SECTION 1.  GENERAL PURPOSE OF PLAN; DEFINITIONS.

                 The name of this plan is the You Bet!, Inc. 1995 Stock Option
Plan for Non-Employee Directors (the "Plan").  The purpose of the Plan is to
enable You Bet!, Inc. (the "Company") to compensate non-employee members of the
Board of Directors of the Company and to provide incentives to such members,
which incentives are linked directly to increases in stockholder value and will
therefore inure to the benefit of all stockholders of the Company.

                 For purposes of the Plan, the following terms shall be defined
as set forth below:

                 (a)  "Board" means the Board of Directors of the Company.

                 (b)  "Code" means the Internal Revenue Code of 1986, as
amended from time to time, or any successor thereto.

                 (c)  "Committee" means the Non-Employee Directors Stock Option
Plan Committee of the Board, or any other committee the Board may subsequently
appoint to administer the Plan.  The Committee shall be composed entirely of
directors who meet the qualifications referred to in Section 2 of the Plan.  If
at any time no Committee shall be in office, then the functions of the
committee specified in the Plan shall be exercised by the Board.

* **WHAT YOU NEED TO DO**:
Pick up the stock option plan text after its last sentence and continue it in the same style. The rows that follow come from a different source than the stock option plan text.

* **STORED RECORDS**:
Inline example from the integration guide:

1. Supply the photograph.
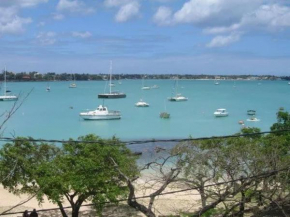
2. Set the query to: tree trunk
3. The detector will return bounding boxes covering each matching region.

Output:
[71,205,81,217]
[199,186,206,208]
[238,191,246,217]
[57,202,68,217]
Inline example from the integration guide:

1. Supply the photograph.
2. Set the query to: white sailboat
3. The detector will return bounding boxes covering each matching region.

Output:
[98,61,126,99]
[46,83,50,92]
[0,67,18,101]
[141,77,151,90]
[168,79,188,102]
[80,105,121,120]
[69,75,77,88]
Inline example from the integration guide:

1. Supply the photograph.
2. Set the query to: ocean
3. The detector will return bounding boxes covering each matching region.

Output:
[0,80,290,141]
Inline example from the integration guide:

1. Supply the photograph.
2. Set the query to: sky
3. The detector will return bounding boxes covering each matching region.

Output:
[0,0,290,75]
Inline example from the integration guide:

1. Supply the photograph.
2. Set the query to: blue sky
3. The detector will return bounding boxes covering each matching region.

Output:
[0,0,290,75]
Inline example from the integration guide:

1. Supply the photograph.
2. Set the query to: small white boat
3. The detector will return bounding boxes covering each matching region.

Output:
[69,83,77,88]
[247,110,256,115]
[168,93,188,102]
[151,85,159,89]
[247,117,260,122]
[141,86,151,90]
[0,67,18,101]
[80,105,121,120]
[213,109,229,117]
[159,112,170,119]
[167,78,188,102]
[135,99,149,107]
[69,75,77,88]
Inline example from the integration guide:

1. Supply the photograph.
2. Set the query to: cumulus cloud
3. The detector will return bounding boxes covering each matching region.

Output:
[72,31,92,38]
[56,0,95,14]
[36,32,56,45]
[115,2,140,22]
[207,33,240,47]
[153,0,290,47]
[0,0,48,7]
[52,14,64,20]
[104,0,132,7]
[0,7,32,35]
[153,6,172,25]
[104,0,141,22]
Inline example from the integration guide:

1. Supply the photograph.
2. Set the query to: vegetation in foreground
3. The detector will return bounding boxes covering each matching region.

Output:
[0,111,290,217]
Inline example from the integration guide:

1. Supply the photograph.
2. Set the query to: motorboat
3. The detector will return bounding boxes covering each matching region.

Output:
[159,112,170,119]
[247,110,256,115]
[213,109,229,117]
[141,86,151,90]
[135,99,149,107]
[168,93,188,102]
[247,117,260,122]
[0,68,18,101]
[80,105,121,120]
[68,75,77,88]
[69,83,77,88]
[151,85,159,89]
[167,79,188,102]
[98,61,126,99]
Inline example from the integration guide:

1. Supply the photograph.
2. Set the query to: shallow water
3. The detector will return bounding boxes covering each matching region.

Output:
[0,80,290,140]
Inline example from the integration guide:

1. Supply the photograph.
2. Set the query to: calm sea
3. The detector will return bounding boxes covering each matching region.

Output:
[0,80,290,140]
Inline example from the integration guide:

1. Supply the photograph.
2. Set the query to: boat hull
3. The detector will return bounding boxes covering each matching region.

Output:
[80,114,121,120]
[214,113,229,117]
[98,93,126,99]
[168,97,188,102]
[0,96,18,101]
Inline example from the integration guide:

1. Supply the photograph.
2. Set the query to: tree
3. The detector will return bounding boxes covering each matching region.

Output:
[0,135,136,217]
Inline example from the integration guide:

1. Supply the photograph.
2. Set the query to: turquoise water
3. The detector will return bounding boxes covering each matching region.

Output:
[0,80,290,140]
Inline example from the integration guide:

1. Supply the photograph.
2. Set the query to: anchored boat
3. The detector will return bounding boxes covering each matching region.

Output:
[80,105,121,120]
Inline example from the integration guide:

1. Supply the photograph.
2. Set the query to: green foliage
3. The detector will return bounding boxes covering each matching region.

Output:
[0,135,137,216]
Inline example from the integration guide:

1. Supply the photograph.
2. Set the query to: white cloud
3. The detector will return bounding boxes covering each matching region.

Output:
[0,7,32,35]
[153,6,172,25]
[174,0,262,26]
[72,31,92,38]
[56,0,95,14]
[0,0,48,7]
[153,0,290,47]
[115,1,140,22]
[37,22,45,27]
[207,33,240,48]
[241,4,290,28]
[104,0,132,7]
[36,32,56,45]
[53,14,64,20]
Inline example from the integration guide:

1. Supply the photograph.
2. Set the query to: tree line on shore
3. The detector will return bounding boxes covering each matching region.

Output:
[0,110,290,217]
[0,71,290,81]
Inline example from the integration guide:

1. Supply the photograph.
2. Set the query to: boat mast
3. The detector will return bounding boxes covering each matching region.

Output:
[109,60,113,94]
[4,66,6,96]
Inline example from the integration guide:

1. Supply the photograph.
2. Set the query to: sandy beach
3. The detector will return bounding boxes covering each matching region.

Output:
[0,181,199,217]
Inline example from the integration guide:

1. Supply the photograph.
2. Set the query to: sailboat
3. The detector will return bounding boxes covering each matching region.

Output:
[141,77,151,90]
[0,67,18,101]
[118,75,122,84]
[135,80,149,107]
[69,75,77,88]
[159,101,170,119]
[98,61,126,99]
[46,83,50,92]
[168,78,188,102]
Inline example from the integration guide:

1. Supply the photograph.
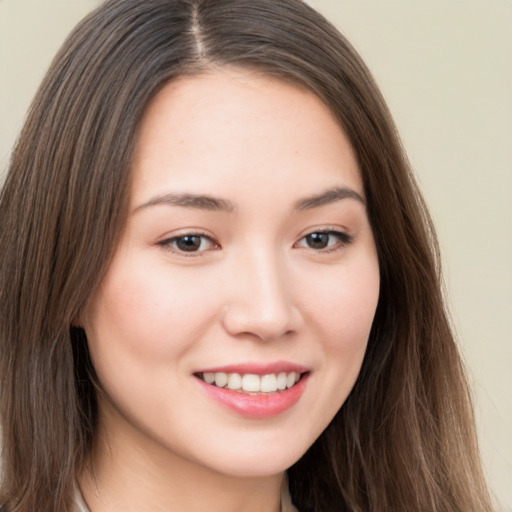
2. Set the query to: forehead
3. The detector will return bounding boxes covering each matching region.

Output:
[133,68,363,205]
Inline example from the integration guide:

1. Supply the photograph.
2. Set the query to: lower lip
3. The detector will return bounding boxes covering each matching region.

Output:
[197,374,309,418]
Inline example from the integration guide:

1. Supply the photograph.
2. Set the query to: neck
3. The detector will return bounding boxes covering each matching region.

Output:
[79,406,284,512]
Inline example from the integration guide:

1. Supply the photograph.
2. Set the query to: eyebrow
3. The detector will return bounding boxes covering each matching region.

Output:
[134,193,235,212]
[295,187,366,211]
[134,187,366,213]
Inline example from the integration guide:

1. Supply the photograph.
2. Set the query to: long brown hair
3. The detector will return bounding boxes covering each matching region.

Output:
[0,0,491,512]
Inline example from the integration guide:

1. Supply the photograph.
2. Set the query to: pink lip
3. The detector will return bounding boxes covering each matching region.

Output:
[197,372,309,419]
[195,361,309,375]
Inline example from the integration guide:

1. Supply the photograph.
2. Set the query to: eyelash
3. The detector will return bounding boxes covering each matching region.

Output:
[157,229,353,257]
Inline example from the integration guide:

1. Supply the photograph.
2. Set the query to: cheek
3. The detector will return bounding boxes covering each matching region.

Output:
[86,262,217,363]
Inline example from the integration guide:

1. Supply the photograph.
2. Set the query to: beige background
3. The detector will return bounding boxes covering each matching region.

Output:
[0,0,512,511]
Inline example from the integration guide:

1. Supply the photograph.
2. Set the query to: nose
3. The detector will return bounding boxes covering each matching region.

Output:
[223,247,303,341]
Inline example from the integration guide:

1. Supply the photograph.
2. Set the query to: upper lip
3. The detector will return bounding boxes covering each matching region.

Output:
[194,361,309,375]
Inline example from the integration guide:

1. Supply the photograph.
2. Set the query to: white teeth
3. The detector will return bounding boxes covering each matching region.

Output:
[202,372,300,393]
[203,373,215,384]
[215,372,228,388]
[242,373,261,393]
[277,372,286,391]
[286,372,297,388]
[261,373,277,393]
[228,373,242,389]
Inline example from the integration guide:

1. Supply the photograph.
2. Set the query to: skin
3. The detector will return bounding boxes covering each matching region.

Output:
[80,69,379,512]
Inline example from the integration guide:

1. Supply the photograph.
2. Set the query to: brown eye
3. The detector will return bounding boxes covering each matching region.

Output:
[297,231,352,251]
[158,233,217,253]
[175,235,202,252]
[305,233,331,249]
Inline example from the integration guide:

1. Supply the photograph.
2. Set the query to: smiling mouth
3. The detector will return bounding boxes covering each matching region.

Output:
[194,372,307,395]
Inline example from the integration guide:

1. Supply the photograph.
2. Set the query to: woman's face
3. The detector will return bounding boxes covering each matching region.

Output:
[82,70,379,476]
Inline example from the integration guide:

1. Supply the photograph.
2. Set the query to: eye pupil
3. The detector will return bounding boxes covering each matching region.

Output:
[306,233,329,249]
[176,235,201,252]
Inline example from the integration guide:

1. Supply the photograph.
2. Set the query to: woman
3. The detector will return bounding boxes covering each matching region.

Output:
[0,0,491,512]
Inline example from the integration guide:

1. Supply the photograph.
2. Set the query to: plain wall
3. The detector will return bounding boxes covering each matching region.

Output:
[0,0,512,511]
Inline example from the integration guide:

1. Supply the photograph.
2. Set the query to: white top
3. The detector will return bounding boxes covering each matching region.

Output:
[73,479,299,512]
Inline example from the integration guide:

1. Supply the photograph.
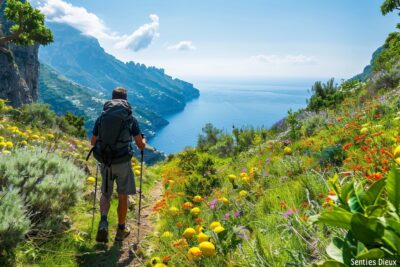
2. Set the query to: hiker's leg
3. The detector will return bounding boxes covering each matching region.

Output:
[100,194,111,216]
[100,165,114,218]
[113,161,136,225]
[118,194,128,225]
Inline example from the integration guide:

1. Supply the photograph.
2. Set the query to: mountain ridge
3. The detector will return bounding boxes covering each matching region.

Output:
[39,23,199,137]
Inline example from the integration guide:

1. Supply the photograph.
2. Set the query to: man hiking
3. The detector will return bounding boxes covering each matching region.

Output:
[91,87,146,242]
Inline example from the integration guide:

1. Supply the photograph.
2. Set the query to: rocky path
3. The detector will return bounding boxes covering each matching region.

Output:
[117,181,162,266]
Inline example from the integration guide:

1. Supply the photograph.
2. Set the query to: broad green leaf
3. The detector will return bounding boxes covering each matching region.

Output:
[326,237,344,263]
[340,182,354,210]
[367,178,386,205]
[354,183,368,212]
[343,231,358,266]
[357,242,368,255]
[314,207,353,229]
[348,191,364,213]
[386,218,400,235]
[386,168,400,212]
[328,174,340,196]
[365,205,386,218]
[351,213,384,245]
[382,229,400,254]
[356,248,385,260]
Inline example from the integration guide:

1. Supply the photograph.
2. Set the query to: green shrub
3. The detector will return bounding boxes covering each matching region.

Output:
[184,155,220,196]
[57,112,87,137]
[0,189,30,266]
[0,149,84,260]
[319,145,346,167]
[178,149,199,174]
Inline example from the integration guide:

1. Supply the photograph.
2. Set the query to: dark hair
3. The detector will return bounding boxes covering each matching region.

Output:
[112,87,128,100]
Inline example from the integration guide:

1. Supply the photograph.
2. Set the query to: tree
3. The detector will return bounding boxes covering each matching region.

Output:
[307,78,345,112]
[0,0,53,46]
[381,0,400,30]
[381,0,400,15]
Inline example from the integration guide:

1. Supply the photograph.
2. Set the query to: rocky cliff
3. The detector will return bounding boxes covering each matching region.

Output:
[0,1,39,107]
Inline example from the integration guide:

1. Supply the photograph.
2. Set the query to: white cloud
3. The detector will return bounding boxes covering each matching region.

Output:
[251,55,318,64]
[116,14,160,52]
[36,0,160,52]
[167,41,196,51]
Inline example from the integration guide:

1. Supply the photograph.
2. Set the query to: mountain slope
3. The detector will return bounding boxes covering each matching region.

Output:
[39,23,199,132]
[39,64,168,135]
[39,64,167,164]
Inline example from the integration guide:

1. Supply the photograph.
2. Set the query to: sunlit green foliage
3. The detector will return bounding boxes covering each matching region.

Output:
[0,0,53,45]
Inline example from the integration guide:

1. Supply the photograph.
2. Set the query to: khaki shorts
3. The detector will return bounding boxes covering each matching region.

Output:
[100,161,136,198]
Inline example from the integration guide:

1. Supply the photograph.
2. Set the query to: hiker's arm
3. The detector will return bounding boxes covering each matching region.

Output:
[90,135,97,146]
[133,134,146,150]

* **TASK RESPONSE**:
                 (d)  "Company" means You Bet!, Inc., a corporation organized
under the laws of the State of Delaware, (or any successor corporation).

                 (e)  "Fair Market Value" with respect to the Common Stock as
of any date shall mean (i) in the event the Common Stock is listed on a
national securities exchange, the closing price as reported for composite
transactions on that date, or, if no sales occurred on that date, then the
closing price on the next preceding date on which such sales of Common Stock
occurred; (ii) in the event the Common Stock is not listed on a national
securities exchange, the mean between the high bid and low asked prices
reported for shares of Common Stock traded over-the-counter on that date, or,
if no bid and asked prices were reported on that date, then the mean between
the high bid and low asked prices on the next preceding date on which such
prices were reported; or (iii) in the event there are no over-the-counter
prices for the Common Stock and it is not listed on a national securities
exchange, the fair market value as determined by the Committee in its
discretion.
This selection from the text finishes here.